Your task
Exact reproduction is needed for the lines from the one with "the girl's leg" to the end of the listing below, and for no other lines.
════
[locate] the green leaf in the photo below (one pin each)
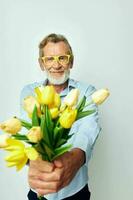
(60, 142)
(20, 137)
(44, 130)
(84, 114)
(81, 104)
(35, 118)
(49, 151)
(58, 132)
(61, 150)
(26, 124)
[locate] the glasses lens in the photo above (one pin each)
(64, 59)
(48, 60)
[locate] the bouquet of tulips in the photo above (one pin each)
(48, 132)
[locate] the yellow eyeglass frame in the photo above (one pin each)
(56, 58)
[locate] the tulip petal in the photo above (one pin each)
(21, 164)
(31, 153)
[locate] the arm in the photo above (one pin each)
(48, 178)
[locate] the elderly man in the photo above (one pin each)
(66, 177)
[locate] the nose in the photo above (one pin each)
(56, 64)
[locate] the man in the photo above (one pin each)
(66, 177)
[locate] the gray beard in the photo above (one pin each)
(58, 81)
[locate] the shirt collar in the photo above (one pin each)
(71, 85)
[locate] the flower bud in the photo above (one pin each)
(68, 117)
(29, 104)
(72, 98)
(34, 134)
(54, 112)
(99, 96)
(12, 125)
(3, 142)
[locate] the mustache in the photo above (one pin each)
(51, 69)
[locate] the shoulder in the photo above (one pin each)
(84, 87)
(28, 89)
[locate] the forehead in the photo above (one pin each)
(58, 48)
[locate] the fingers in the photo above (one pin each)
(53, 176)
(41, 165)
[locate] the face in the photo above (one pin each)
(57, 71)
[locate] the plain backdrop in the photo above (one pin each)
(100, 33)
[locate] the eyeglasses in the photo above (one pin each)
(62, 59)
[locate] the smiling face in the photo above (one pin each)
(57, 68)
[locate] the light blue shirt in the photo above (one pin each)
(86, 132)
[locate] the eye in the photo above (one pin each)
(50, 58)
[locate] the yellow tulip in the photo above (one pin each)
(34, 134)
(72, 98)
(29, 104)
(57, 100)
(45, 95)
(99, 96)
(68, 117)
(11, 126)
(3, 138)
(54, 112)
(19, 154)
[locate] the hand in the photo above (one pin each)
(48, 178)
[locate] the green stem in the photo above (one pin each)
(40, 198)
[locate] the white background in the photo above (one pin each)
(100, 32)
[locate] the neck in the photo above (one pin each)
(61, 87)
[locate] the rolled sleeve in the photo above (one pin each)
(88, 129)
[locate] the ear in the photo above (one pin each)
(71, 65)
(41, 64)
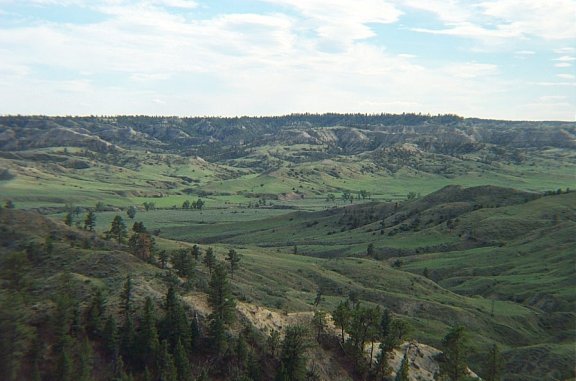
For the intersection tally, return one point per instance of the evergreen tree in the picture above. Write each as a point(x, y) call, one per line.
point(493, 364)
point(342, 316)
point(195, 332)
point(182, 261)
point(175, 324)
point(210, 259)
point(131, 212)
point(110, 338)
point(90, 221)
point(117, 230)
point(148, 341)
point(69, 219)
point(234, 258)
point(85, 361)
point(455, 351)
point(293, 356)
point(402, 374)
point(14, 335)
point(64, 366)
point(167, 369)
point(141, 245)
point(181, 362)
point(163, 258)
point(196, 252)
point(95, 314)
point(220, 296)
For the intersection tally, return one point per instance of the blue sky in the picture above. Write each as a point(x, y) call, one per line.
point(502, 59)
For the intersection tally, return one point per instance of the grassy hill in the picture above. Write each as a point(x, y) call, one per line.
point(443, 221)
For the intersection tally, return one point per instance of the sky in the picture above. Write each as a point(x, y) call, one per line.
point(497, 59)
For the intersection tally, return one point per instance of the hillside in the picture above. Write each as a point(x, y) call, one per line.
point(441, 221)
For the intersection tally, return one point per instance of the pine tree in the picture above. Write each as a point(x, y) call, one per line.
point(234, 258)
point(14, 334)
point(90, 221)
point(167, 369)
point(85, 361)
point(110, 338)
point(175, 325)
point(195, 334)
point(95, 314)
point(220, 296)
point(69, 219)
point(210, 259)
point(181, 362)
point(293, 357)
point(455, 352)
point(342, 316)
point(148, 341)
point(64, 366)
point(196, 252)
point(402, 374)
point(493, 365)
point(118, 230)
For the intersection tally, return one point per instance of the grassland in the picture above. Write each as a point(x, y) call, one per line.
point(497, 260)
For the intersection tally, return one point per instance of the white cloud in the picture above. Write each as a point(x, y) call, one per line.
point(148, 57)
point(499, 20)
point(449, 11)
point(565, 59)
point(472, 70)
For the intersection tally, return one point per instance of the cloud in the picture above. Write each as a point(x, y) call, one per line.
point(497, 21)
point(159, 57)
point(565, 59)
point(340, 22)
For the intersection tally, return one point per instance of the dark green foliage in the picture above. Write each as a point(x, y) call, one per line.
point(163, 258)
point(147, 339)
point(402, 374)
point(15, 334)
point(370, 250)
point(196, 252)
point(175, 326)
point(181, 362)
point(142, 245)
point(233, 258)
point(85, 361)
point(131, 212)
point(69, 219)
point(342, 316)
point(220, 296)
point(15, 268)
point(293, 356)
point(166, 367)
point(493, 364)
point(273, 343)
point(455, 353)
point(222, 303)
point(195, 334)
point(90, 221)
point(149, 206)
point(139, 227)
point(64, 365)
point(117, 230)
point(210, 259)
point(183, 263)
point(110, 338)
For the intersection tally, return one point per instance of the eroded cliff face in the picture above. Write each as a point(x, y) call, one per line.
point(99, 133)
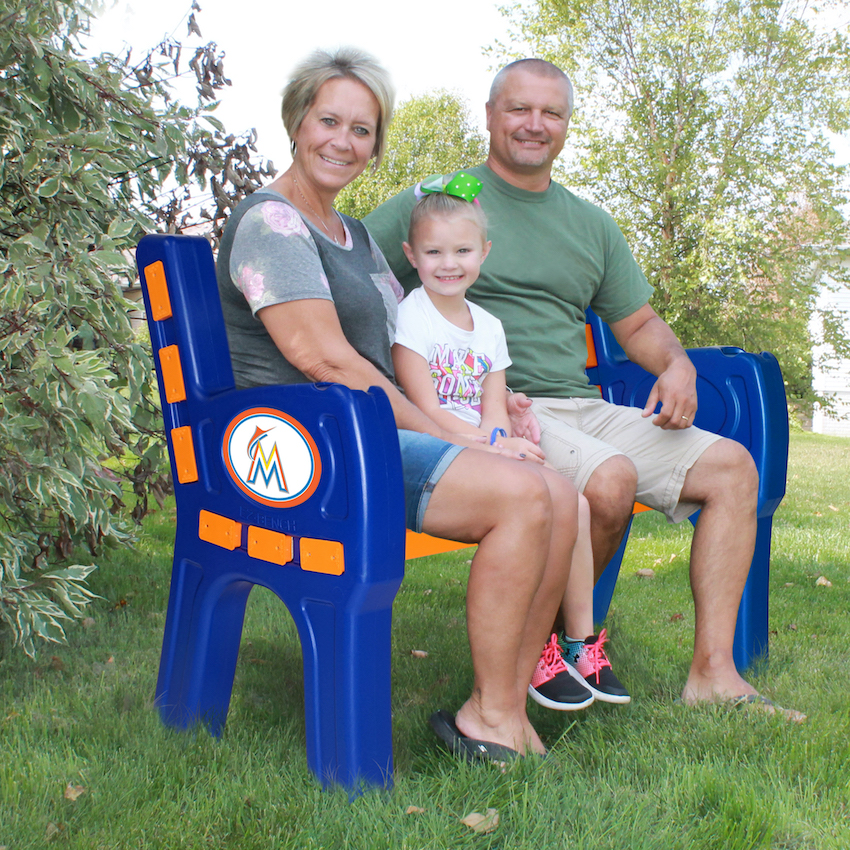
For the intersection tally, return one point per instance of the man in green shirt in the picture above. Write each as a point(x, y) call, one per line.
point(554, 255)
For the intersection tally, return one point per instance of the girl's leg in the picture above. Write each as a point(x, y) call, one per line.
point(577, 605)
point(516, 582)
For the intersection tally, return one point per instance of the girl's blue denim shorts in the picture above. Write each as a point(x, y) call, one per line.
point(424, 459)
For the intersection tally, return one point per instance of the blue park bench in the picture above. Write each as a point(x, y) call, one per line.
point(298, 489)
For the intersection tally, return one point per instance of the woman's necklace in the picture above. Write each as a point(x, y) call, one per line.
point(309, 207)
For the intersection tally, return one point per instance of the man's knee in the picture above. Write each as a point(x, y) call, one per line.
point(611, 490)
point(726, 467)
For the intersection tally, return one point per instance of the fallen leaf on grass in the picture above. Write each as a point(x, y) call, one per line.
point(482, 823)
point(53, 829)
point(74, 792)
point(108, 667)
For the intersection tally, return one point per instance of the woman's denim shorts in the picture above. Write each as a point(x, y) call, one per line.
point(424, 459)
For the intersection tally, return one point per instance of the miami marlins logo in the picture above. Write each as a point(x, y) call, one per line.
════
Response to this exercise
For the intersection tally, return one point per instance of the girl's leg in the picture above. Write each as a point(x, y) call, one per line.
point(577, 605)
point(516, 582)
For the intersection tally, return one point per instance of the girl's blue denim shorts in the picture above. Write each as a point(x, y) call, one per line.
point(424, 459)
For the intersection tally, return one point per instance of the blue park bench in the picture above. Write each as a point(x, y) call, one per line.
point(298, 489)
For the intersection tally, return one point per instance of the woman's necklace in the picture above. Write each as a point(x, y) call, one per line.
point(309, 207)
For the intersection tally, return one point per instance of the man's knee in the picture above. Write each as a point(x, y) call, one per line.
point(611, 490)
point(726, 467)
For the intersection tally, return one point per instance of the fallen leaf on grass in the picture above. Write each as a point(x, y) call, one per line.
point(482, 823)
point(53, 829)
point(74, 792)
point(108, 667)
For the intersection tally, return one point per instance of the woman's denim shorts in the picture above. Write each as a point(x, y) call, one per line.
point(424, 459)
For the intersection tally, return one point per instance of the miami marlins logo in the picture above. Write each as a point(x, y) call, one per line.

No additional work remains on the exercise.